## Document passage
..........

Customer Service

CSR, on customer welcome call: Is your last name Valdez?
Customer: Yes, it is.
CSR, on customer welcome call: Is your father Juan Valdez? You can say you have a famous father!

Troy, Michigan

Overheard by: Mortgage Whisperer

CSR: I always put ’25’ when it’s supposed to be ’52.’ I must be anorexic.

1500 JFK Boulevard
Philadelphia, Pennsylvania

Overheard by: indigo

Bitter CSR: She got some flowers delivered… I should take them — I bet she doesn’t even deserve flowers… But I probably don’t deserve her abusive boyfriend.

2610 Portland Street
Los Angeles, California

Overheard by: also flower-less and bitter

Patient on phone: I would like to make an appointment to see Dr. Radcliff*
CSR: Okay, have you seen Dr. Radcliff before or are you a new patient?
Patient: Well, he's been in me three times before (referring to stent placed in heart and legs) So he's pretty much my doctor already!
CSR: Okkkkkk… (nervous chuckle)

Burlington, Vermont

Overheard by: TMI

Old man: My car was stolen this morning. It’s been a terrible day. I had my son come all the way out to drive me over to see you, because you’re my agent.
Insurance Agent: What would you like me to do about it?

..........

## Excerpted records
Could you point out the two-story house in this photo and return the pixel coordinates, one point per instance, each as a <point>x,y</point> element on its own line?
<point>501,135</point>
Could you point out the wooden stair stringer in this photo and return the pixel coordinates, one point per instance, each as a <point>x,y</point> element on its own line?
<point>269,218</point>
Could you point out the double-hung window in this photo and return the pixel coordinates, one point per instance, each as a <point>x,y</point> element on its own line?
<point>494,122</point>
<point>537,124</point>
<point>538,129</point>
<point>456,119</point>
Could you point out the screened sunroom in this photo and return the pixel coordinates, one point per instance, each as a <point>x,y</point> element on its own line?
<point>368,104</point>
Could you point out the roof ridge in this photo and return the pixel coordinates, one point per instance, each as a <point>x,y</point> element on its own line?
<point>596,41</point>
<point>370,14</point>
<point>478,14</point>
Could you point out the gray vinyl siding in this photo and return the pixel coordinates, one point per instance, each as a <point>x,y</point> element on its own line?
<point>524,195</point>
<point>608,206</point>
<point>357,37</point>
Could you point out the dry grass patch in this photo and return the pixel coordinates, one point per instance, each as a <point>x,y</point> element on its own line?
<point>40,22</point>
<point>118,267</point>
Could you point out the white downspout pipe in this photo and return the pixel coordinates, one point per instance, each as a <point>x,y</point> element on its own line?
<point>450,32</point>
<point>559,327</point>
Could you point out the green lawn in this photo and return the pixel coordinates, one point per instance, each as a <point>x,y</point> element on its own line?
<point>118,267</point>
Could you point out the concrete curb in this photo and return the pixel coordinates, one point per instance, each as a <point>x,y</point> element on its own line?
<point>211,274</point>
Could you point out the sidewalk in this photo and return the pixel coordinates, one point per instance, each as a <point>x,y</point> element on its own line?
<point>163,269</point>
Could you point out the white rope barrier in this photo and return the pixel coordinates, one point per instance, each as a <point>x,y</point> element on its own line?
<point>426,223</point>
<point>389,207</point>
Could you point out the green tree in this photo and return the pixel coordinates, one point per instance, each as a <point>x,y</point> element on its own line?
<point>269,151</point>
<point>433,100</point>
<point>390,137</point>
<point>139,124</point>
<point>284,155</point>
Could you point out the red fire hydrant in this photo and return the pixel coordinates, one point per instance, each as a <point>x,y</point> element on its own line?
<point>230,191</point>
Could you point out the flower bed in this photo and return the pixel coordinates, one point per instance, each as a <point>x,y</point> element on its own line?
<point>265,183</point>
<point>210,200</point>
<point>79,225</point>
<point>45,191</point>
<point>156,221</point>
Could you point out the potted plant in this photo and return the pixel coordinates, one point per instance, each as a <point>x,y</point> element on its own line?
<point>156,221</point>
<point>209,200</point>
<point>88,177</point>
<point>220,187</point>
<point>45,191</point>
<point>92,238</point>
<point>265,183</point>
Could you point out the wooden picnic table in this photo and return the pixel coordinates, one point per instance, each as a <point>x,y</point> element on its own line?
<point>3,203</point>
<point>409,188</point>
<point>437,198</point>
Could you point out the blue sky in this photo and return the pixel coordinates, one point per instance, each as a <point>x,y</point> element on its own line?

..........

## List of tasks
(a) In the customer service quotes, why does the patient calling for an appointment say Dr. Radcliff is "pretty much my doctor already"?
(b) Answer these questions about the customer service quotes:
(i) In what city and state was the "Juan Valdez" exchange overheard?
(ii) What street address is given for the CSR who mixes up "25" and "52"?
(iii) Under what name was the remark about the delivered flowers overheard?
(c) Carry on the customer service quotes from the point where they stop.

## Answers to the exercises
(a) The patient says Dr. Radcliff has "been in me three times before." That refers to the stents placed in the patient's heart and legs.

(b)
(i) Troy, Michigan
(ii) 1500 JFK Boulevard, Philadelphia, Pennsylvania
(iii) also flower-less and bitter

(c)
37383 6 Mile Road
Livonia, Michigan

Overheard by: Next-door Nancy

CSR: …Gwendy. G like goat, W, E, N like neurotransmitter…

5409 N. Florida Avenue
Tampa, Florida

Overheard by: Kristen Brown

Male CSR #1: I just keep thinking about his soft lips. His big soft lips.
Female CSR & male CSR #2: (blank look)
Male CSR #1: Did he…I knew he was a complicated little man.

Portland, Oregon

CSR: That reminds me of when my boyfriend sat on my face.

Scarborough
Ontario
Canadia

Overheard by: Cnote

CSR #1: What does IT stand for?
CSR #2: Idiotic tendencies.
CSR #1: Oh, so that’s why we forward them all the stupid questions.

4800 NW 1st Street
Lincoln, Nebraska

Overheard by: customerserviceslave

CSR #1: I like that we are looking up how to make chloroform while talking about pick-up lines in bars…
CSR #2: Well, we already decided that pick-up lines don't work.